═══ Dataset records ═══

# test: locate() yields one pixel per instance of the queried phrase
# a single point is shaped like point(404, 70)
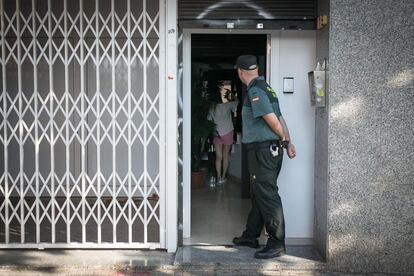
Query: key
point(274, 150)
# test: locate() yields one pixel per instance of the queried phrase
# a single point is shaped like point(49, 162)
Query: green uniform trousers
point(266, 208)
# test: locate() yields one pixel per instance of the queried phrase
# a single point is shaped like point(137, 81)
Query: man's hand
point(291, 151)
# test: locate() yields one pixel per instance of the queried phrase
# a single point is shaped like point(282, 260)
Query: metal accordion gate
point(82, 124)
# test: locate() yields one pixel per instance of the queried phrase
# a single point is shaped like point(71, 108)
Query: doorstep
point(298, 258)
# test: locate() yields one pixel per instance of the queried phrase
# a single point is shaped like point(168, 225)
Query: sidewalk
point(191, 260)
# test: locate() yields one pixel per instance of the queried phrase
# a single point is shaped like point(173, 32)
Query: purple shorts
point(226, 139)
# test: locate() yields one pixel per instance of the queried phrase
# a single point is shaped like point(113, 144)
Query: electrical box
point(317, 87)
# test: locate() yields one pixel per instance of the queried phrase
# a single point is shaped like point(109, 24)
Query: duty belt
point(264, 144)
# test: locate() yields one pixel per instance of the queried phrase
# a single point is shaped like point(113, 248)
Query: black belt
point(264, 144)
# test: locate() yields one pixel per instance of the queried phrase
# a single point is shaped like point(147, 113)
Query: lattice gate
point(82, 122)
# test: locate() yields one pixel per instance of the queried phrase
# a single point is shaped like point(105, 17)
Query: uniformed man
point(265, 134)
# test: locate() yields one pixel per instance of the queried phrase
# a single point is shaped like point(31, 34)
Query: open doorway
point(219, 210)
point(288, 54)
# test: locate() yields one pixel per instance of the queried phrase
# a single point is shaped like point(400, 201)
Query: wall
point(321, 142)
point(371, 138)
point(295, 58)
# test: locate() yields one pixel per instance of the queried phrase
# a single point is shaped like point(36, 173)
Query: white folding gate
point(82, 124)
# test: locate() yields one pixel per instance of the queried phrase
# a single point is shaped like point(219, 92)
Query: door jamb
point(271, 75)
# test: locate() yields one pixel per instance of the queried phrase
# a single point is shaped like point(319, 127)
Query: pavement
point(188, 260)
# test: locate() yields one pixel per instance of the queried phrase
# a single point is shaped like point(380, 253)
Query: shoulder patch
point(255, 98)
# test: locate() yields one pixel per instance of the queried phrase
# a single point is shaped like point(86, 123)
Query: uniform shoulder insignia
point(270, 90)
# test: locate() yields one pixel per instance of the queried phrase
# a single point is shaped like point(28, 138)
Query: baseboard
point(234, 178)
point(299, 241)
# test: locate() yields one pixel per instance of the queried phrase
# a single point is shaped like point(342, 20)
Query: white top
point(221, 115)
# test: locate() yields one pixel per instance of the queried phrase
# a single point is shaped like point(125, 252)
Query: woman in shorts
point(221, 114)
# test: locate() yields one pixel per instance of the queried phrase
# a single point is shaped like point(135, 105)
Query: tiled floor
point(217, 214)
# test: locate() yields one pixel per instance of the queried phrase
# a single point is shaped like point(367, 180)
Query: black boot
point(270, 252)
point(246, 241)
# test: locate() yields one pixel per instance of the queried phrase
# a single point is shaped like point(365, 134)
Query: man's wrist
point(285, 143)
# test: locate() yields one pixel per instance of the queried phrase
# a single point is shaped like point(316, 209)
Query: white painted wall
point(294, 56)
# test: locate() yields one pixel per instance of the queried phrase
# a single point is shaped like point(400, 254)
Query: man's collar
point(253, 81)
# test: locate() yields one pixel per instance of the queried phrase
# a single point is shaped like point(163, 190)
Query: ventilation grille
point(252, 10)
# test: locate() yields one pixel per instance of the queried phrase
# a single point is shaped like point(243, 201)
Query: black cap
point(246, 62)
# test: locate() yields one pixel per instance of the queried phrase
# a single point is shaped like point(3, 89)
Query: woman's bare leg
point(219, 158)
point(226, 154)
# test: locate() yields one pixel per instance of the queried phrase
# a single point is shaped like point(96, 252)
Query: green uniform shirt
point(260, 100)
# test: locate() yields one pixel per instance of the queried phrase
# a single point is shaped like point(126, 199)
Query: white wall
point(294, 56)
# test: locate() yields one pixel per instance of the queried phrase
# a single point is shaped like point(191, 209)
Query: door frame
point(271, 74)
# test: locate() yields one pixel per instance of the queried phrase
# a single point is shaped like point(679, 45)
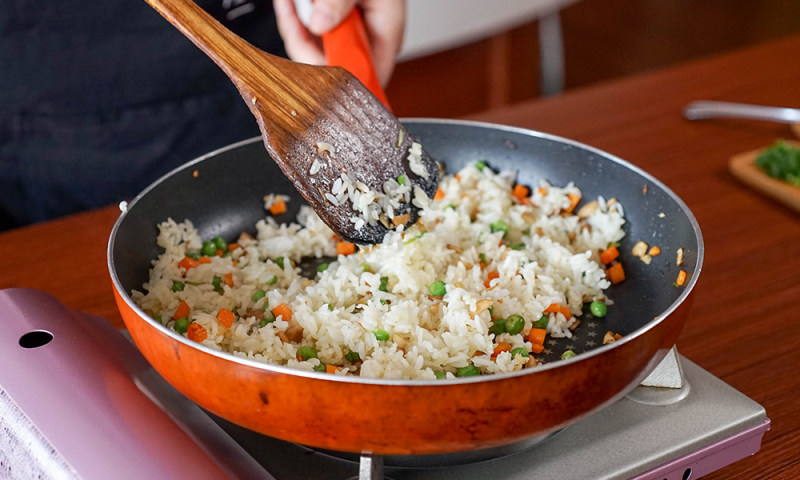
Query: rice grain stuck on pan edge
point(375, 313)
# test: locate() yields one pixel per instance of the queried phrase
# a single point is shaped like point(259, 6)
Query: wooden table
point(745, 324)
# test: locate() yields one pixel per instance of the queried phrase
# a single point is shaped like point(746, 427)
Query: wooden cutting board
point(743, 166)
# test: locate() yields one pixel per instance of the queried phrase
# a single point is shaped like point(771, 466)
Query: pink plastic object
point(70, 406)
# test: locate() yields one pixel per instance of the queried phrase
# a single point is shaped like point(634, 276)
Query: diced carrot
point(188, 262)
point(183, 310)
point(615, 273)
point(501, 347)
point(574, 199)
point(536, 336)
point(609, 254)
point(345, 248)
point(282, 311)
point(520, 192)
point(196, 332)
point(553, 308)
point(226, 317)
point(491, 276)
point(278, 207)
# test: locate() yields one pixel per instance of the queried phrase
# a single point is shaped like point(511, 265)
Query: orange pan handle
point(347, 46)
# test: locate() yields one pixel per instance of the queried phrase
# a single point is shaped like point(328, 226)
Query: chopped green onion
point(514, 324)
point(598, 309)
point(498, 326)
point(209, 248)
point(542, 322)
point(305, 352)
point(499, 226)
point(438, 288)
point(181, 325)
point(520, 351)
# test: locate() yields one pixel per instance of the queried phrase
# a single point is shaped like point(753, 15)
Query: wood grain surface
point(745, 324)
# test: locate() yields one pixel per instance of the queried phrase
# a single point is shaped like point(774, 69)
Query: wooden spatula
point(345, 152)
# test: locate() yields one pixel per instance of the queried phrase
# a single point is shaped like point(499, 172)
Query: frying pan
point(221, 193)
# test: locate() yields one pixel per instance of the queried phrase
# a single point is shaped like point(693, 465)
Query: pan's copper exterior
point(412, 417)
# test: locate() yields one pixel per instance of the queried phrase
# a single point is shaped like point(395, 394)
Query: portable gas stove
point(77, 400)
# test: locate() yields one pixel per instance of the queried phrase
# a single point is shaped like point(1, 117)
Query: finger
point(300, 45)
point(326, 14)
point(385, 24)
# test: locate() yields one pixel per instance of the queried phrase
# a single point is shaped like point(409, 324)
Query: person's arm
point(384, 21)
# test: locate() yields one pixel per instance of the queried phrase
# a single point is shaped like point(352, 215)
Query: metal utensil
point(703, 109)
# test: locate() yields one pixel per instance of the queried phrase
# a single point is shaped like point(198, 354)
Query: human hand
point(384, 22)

═══
═══ Dataset records ═══

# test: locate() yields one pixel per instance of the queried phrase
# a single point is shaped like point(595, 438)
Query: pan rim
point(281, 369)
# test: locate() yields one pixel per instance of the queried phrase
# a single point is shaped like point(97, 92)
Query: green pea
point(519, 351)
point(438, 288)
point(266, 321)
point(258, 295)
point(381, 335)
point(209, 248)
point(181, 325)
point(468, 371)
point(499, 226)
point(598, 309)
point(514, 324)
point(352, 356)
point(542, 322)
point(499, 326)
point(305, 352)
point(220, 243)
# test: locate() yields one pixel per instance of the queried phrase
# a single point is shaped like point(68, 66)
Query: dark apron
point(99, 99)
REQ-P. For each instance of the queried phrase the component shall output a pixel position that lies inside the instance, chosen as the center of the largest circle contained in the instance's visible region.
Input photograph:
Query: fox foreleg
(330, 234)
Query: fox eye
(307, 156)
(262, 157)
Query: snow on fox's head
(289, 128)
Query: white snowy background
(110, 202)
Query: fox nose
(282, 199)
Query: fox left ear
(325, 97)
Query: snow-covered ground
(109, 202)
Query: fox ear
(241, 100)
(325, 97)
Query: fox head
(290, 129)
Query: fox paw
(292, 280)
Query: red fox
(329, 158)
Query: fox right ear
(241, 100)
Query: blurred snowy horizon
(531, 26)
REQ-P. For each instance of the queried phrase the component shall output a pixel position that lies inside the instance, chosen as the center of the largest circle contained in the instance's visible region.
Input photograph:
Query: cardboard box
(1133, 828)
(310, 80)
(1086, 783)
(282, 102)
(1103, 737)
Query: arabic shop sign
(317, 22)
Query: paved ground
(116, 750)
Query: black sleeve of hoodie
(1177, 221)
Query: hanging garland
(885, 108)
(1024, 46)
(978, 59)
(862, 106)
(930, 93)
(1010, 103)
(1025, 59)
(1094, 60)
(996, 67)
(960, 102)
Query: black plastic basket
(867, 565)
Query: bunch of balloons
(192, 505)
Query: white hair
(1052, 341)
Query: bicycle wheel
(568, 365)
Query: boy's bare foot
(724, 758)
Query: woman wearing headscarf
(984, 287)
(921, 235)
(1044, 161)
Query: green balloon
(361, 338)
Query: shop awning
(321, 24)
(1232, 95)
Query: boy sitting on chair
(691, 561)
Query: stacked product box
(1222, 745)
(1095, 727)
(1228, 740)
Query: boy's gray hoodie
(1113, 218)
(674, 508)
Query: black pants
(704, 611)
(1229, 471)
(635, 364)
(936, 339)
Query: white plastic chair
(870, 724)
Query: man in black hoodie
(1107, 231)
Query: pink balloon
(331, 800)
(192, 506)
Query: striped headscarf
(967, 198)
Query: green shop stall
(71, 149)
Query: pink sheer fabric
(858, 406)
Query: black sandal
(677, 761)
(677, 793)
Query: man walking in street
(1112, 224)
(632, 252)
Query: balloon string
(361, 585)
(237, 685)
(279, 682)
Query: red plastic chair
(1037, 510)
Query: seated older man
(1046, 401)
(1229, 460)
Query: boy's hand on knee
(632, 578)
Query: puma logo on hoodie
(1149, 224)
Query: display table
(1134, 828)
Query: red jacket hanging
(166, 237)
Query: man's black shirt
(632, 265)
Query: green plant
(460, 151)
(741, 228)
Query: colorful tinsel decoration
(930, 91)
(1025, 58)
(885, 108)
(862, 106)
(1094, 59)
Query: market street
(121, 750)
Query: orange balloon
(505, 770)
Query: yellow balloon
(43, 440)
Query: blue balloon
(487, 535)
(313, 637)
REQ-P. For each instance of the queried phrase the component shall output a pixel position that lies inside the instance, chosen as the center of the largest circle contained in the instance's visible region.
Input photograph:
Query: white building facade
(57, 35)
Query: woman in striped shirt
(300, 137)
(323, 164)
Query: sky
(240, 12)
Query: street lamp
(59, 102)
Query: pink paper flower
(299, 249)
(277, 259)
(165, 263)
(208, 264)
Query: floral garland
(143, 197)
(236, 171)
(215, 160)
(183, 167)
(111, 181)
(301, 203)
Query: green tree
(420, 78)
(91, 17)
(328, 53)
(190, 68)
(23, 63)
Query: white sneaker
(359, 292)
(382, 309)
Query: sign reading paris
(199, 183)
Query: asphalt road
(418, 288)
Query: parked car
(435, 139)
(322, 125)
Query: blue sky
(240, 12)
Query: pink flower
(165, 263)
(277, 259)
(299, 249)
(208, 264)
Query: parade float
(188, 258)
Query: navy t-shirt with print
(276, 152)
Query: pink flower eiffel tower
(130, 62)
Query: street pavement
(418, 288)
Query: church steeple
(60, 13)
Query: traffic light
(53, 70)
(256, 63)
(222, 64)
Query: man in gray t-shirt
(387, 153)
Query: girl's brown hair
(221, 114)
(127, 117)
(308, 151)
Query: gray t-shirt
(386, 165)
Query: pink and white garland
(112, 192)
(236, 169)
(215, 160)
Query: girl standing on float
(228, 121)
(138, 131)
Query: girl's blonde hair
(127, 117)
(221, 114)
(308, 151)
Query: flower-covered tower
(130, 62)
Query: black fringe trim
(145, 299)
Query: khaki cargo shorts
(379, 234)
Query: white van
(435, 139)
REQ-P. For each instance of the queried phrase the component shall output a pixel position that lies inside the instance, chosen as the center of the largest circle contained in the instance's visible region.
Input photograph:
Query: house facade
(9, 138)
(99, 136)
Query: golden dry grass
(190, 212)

═══

→ **What you will do**:
Could you reproduce exactly the lines of the entries above, from the one with "# a single point is shaped like point(168, 225)" through the one with "# a single point is shaped like point(109, 24)", and nothing else?

→ **Answer to this exercise**:
# a single point is shaped like point(168, 225)
Query: sidewalk
point(191, 260)
# test: locate() yields one pixel per instance of the queried phrase
# a single point is shaped like point(173, 32)
Query: purple shorts
point(226, 139)
# test: locate() yields one pixel per instance of the queried phrase
# a single point is shaped like point(113, 144)
Query: electrical box
point(317, 87)
# test: locate() yields one pixel per instance of the queried phrase
# a single point is shaped like point(109, 24)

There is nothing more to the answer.